Point labels for objects

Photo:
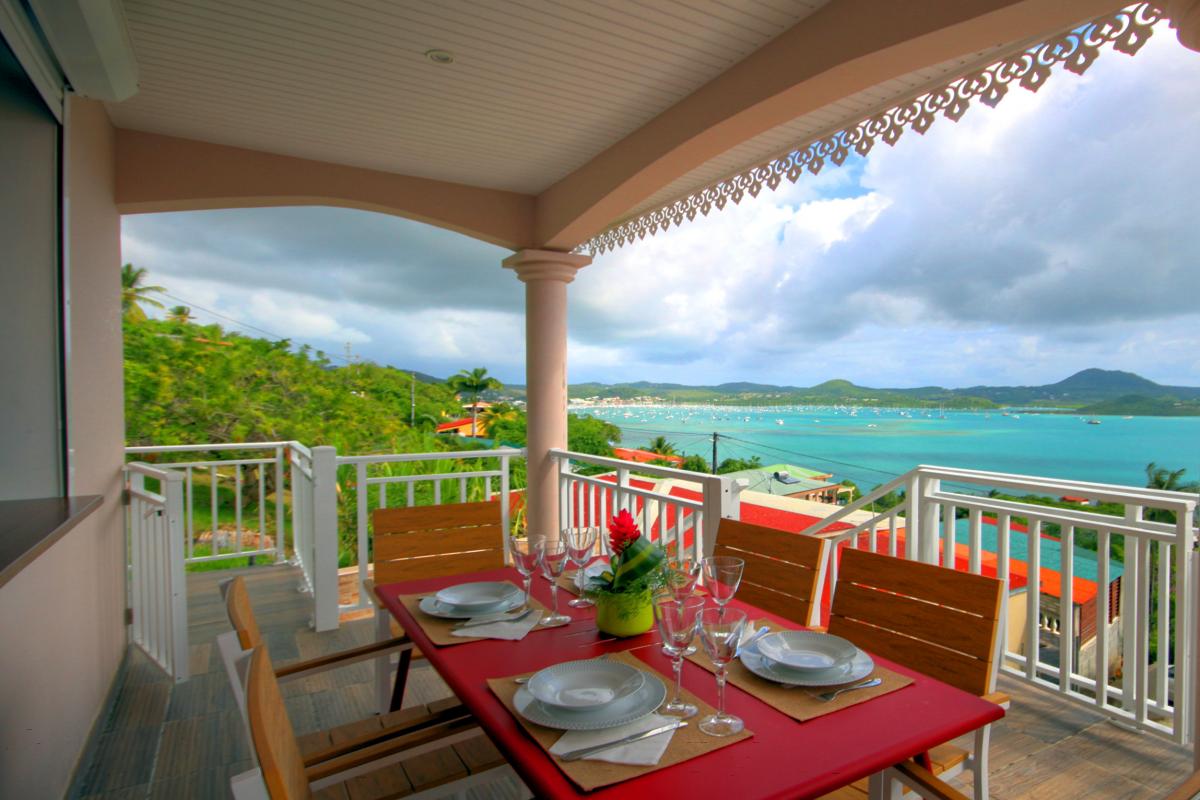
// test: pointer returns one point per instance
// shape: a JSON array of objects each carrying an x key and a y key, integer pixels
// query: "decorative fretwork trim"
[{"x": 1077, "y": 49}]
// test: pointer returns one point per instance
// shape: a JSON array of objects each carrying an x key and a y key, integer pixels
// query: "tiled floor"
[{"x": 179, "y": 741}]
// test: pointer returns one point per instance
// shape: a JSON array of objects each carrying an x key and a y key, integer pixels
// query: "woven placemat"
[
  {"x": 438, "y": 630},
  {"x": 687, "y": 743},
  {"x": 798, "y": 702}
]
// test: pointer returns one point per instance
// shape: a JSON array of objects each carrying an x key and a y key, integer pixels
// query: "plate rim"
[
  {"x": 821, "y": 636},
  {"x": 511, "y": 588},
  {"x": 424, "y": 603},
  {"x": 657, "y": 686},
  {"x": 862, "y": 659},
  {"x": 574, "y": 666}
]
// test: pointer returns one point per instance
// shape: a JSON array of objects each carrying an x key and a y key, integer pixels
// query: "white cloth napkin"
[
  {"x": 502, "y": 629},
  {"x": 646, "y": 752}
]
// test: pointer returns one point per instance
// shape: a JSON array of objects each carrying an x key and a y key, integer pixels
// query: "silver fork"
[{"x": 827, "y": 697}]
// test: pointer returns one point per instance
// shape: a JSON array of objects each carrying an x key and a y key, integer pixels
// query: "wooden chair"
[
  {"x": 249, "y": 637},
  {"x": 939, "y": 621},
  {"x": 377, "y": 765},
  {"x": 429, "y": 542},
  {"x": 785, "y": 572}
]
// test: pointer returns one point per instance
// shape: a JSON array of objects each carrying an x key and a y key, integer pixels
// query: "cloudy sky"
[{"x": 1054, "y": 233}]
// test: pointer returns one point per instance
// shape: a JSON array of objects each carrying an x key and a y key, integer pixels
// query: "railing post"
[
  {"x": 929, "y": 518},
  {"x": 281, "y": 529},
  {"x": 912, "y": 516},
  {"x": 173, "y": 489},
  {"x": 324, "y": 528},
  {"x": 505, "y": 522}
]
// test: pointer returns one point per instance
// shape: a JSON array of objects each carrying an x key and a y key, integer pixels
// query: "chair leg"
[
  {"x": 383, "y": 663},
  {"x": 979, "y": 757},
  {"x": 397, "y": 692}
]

EXERCISE:
Reproduce all of the records above word for word, leaving the pictures out of your answer.

SOLUTION FOR THIS PROBLEM:
Photo:
// test: pointer returns one point per instance
// shape: a JSON array of objects each carrying an x key and a y key, integer pixels
// query: "decorative fretwork trim"
[{"x": 1077, "y": 49}]
// test: pointer returns one point per instance
// shape: a JSON array of objects each carrying an x key and a y key, integer pixels
// query: "tiled floor"
[{"x": 179, "y": 741}]
// test: pointer returns one point per instance
// shape: a JSON array of objects each carrying an x key and a y key, integer pixels
// query: "woven placemat"
[
  {"x": 438, "y": 630},
  {"x": 687, "y": 743},
  {"x": 798, "y": 702}
]
// test: pointer returns one point per instance
// shape: a JSON array of objects each carrying an x key and a y key, integer pixels
// query: "plate rim"
[
  {"x": 821, "y": 636},
  {"x": 511, "y": 588},
  {"x": 424, "y": 603},
  {"x": 657, "y": 686},
  {"x": 862, "y": 659},
  {"x": 574, "y": 666}
]
// test: pointer returns one point per instance
// shape: a JSON array of objects each carrying an x key and a y key, integer pixels
// query: "white cloth napkin"
[
  {"x": 502, "y": 629},
  {"x": 646, "y": 752}
]
// test: pointer returns one point per instance
// shape: a JSON array of objects each carrying an x key and a y key, integer pixels
// query: "silver fork"
[{"x": 827, "y": 697}]
// test: pointer returns one point per instance
// shape: a JSON array of objects each carrying an x key and a y key, integer pixels
// query: "wooden chair"
[
  {"x": 249, "y": 637},
  {"x": 939, "y": 621},
  {"x": 377, "y": 765},
  {"x": 429, "y": 542},
  {"x": 785, "y": 572}
]
// test: pointer returns one point per instance
// shape: a JSON array of objects each carrying an x key and a y key, integer pixels
// query: "cloudy sky"
[{"x": 1054, "y": 233}]
// test: pointer returns one point per instance
// shape: a JSON array of objects each carrying an x key and a y key, integer pixels
// query: "railing post"
[
  {"x": 929, "y": 518},
  {"x": 281, "y": 529},
  {"x": 912, "y": 516},
  {"x": 173, "y": 489},
  {"x": 324, "y": 528},
  {"x": 505, "y": 522}
]
// test: pointer returns one point per instance
// shape: a JSON array of objects each carrying an x key and a y key, integer pixels
// query: "chair leg"
[
  {"x": 383, "y": 663},
  {"x": 979, "y": 757},
  {"x": 397, "y": 692}
]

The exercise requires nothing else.